> [Problem to work on]: Among the entries below, find the line with "form: [[322, 162]].", then quote it and each following line up to and including the line with "form: [[98, 273]].", and nothing else.

> [Supplied entries]:
==========
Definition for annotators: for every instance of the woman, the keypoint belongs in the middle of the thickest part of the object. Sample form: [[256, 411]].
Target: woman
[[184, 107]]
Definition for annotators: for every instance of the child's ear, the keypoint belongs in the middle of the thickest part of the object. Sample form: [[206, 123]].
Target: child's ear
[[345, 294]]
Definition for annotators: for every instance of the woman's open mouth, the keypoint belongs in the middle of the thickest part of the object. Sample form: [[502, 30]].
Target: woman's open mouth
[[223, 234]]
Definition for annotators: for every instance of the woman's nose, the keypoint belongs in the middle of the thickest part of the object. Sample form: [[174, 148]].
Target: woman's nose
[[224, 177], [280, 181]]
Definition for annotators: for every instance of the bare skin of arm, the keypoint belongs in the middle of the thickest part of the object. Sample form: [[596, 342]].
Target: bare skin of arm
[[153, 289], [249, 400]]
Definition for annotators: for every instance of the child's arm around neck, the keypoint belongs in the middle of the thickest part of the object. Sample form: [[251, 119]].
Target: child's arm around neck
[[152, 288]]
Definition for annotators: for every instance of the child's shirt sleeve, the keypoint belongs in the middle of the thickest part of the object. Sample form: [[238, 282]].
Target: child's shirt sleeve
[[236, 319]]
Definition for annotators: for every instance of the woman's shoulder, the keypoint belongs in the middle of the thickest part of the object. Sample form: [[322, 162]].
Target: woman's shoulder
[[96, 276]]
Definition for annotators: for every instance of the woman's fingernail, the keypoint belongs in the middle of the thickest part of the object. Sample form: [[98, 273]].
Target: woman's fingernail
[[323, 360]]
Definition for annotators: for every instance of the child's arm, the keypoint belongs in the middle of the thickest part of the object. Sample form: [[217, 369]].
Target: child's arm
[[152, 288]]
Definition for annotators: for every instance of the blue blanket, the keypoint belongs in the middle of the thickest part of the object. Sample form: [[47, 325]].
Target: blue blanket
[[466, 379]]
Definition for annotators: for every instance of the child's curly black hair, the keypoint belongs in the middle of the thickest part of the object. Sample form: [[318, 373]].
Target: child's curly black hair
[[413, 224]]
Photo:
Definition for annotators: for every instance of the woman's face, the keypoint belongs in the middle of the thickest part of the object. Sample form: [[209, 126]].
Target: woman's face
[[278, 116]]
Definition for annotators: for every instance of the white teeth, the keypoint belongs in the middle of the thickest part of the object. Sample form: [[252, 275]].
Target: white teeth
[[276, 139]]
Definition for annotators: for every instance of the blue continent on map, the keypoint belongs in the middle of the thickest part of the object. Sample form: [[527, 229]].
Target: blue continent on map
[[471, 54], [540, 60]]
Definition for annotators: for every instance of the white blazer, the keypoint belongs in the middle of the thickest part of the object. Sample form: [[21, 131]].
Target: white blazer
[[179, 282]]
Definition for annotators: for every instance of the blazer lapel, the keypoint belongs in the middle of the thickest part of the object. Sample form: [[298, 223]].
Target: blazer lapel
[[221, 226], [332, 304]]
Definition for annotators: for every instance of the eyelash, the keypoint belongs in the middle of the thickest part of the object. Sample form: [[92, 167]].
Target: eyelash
==========
> [Task result]:
Definition for annotators: for every instance of the woman's shoulder, the keypoint belongs in the middle of the thickest part of the object. Sample form: [[322, 162]].
Target: woman's shoulder
[[96, 276]]
Definition for annotators: for every instance of the woman's fingernail, the keypoint belongs in the middle of the thickest part of the object. Sample form: [[98, 273]].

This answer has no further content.